Coordinate annotation records

# # # # # # #

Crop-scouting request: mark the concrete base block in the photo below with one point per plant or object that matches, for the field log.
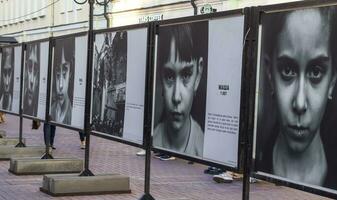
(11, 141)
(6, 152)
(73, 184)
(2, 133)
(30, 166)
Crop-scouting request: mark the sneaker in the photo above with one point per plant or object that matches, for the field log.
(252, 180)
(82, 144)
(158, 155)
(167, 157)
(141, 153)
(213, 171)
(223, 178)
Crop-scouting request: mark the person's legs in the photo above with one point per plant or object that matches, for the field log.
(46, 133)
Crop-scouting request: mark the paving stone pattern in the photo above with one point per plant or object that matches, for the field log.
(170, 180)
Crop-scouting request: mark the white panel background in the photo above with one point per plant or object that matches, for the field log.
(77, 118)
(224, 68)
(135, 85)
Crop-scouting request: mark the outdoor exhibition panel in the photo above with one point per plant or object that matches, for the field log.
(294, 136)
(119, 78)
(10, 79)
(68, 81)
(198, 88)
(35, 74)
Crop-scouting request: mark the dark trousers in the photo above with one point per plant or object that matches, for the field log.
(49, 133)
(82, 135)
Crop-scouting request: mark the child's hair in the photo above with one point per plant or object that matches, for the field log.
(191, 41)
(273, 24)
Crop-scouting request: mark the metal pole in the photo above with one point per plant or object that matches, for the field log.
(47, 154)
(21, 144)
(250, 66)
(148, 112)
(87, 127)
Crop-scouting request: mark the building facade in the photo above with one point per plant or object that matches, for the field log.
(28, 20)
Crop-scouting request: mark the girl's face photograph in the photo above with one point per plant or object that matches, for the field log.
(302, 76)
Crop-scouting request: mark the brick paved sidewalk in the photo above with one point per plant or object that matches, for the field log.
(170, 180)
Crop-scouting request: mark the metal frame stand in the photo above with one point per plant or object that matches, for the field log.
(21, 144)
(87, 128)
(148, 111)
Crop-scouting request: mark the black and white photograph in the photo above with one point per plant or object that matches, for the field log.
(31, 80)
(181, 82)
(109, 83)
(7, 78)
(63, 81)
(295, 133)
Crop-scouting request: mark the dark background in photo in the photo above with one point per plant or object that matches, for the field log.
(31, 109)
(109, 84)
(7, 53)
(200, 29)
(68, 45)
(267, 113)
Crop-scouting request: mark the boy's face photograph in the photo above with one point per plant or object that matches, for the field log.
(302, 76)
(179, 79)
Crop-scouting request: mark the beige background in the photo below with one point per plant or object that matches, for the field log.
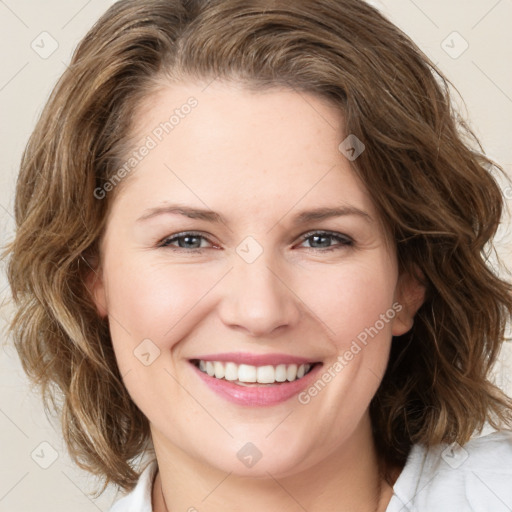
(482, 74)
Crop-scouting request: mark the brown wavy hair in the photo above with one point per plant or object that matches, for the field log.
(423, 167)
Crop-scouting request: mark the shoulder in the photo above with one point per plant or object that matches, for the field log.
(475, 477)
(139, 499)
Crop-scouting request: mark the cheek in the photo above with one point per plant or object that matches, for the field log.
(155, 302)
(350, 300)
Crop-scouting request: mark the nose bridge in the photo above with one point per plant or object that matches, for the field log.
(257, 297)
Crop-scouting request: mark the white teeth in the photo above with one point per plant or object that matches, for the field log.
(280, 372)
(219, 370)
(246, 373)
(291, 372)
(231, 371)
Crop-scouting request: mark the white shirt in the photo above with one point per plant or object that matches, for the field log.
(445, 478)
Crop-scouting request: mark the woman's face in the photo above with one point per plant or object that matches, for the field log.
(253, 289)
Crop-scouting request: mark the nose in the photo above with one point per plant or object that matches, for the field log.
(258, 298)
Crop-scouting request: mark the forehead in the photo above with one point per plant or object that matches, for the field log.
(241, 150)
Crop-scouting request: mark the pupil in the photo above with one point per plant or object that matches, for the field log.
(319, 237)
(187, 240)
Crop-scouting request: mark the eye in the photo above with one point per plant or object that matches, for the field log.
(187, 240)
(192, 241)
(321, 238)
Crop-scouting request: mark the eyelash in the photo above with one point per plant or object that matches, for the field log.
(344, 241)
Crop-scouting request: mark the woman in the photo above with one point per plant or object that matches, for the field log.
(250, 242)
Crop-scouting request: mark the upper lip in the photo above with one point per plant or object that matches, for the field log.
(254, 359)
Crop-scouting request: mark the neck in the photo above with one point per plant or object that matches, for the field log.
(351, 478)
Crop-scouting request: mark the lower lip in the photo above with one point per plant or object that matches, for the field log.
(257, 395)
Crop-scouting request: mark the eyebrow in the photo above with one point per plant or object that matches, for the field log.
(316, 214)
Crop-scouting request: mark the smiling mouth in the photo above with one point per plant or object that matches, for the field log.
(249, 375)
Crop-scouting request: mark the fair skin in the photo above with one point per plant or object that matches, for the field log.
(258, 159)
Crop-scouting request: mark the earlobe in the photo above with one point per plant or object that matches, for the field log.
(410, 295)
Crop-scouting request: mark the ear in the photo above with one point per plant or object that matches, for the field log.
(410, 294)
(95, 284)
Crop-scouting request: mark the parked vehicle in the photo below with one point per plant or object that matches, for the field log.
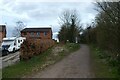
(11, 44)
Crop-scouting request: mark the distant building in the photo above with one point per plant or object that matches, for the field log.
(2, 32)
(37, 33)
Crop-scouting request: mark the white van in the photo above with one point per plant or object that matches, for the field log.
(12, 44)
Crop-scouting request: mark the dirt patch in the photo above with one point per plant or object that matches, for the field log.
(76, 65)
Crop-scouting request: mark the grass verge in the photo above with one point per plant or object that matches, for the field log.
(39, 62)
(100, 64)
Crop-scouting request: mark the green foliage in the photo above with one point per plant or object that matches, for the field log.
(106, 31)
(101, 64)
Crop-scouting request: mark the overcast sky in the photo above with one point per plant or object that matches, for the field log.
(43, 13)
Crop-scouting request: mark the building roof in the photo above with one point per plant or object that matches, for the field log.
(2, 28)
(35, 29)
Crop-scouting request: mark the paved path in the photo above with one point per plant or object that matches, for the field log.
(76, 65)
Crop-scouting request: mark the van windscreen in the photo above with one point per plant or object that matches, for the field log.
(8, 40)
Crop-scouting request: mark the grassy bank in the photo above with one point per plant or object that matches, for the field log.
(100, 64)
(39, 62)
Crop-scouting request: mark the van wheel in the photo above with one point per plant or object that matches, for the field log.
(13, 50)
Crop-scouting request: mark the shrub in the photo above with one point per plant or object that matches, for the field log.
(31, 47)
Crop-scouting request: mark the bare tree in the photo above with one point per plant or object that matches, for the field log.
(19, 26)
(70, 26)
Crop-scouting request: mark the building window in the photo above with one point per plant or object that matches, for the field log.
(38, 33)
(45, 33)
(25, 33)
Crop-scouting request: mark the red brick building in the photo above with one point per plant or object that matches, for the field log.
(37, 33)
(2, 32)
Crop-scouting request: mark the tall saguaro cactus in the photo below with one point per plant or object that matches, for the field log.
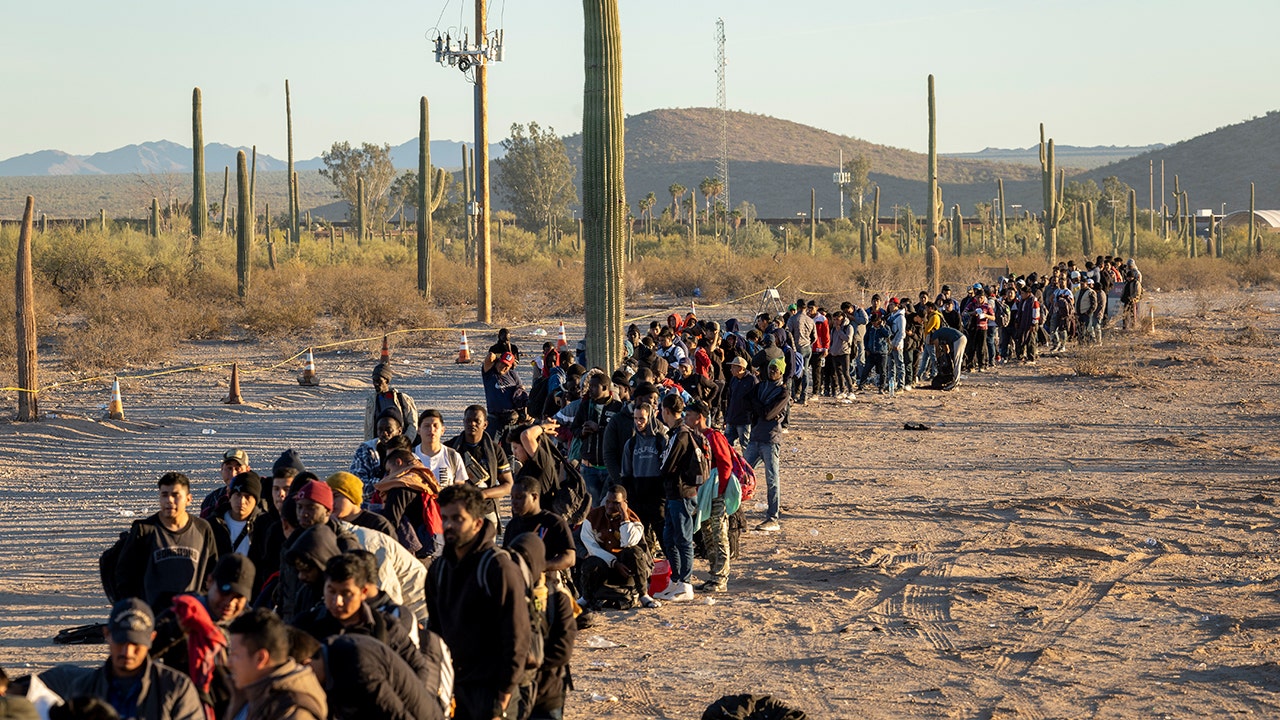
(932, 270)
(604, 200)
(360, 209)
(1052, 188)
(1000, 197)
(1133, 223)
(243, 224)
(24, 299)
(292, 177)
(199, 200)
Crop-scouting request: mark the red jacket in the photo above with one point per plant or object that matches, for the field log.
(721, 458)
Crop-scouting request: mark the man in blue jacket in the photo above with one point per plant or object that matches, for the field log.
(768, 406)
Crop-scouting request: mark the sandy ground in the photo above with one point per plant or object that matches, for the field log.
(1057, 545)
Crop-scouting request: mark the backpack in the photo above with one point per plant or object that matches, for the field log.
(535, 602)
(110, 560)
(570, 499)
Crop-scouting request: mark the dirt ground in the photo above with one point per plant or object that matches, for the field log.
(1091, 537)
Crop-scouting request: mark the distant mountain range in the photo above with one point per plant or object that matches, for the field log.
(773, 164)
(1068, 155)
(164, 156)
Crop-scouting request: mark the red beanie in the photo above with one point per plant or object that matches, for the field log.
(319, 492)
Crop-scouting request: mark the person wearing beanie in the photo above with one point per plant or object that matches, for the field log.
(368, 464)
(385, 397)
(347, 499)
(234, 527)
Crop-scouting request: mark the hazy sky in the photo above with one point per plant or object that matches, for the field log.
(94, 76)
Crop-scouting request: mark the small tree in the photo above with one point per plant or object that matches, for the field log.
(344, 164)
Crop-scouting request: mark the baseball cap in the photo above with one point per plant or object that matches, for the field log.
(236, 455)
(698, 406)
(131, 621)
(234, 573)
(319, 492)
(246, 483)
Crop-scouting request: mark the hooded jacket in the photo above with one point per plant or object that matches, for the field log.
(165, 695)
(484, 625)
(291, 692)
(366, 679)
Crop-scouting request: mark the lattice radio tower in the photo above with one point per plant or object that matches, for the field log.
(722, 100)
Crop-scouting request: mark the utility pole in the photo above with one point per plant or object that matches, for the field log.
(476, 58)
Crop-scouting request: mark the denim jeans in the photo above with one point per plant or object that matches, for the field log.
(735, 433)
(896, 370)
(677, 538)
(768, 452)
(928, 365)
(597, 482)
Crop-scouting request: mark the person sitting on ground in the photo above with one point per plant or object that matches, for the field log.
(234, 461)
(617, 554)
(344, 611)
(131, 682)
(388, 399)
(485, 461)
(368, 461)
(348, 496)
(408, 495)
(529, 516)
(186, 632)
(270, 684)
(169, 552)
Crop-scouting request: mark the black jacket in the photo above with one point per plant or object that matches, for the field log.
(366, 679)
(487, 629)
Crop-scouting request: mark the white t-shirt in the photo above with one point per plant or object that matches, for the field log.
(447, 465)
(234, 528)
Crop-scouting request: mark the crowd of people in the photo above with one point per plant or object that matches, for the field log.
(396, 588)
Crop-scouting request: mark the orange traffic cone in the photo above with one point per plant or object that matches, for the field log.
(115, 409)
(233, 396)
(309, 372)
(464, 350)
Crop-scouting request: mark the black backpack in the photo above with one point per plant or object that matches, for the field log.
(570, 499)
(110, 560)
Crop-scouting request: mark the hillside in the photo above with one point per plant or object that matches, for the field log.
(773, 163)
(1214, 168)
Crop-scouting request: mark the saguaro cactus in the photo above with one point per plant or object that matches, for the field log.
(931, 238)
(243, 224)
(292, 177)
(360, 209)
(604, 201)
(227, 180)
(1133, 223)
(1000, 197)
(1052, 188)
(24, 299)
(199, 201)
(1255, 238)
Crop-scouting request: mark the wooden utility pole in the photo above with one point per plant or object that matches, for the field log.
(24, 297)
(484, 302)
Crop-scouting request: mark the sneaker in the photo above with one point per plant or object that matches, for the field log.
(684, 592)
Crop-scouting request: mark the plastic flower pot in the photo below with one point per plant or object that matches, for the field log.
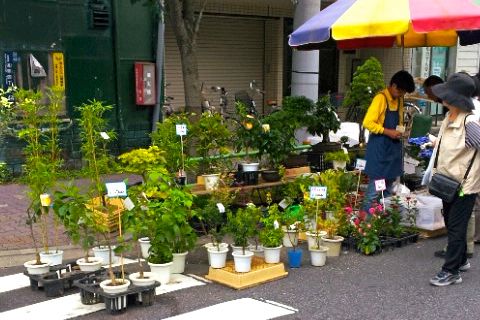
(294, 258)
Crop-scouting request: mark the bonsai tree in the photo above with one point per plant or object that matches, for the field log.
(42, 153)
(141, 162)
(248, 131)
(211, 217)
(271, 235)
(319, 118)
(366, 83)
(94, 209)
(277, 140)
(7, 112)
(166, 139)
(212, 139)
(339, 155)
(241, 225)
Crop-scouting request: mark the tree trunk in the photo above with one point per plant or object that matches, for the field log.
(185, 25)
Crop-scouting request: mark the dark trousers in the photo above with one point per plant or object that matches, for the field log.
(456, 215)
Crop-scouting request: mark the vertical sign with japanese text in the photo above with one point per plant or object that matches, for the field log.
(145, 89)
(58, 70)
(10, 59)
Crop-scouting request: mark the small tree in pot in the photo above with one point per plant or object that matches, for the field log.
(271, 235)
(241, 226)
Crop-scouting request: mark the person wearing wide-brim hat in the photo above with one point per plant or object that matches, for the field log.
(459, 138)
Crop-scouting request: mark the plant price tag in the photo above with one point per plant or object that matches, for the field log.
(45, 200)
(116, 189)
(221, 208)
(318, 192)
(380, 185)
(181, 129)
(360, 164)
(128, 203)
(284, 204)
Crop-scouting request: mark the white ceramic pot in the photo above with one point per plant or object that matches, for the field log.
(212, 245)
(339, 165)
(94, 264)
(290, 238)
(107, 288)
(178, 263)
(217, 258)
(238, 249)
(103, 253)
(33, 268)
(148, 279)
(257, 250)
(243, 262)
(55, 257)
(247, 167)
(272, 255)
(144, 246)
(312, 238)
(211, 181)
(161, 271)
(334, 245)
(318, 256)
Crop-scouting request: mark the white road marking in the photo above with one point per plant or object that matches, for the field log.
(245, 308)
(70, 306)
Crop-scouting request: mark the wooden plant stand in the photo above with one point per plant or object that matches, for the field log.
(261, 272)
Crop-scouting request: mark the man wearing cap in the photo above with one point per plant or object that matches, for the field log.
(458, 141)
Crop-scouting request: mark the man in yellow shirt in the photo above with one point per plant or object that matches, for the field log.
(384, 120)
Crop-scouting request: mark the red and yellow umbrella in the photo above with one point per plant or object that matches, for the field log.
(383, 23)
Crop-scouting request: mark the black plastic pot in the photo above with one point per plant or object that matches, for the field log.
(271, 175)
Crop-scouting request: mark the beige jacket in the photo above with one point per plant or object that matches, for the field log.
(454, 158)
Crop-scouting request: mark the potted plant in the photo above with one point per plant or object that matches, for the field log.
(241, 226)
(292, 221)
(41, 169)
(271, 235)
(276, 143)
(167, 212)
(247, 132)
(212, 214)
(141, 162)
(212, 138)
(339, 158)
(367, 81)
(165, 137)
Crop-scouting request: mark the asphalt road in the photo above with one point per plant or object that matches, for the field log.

# # # # # # #

» **TASK**: Copy out every line from the one containing "Crop-scouting request: mark the wooden plant" to the end of the material, both ends included.

» **FULL OUTPUT**:
Crop-scouting request: mark the wooden plant stand in the photo above with one point per plant or object that matches, for the field log.
(261, 272)
Crop-scouting request: mark the man wearing cap in the photo above with one point per plant or object that matches, for the field log.
(458, 141)
Crop-scouting request: mark the man in yellow shirt in the photo above with one point per plant or object that matches, for the field log.
(384, 120)
Crop-scouting request: mark the red and yellow umbrella in the photo above with one point per plant or object that matches, for the field log.
(383, 23)
Crop-scouting request: mark the black plastic pot in the photo above with one point per plant or object that matches, for the field log.
(271, 175)
Crop-scouting request: mark the beige jacket in the photo above with one point per plant or object that matches, for the field log.
(454, 158)
Crop-scouting request: mark the potted plant in the photo above with one point per plant or object that matches, for the field log.
(241, 226)
(292, 221)
(41, 169)
(271, 235)
(276, 143)
(167, 212)
(247, 132)
(212, 214)
(141, 162)
(212, 138)
(339, 158)
(367, 81)
(165, 137)
Crop-scouting request: mark the asphalt road in the photo above with one point per plant or object that matches, for the field log.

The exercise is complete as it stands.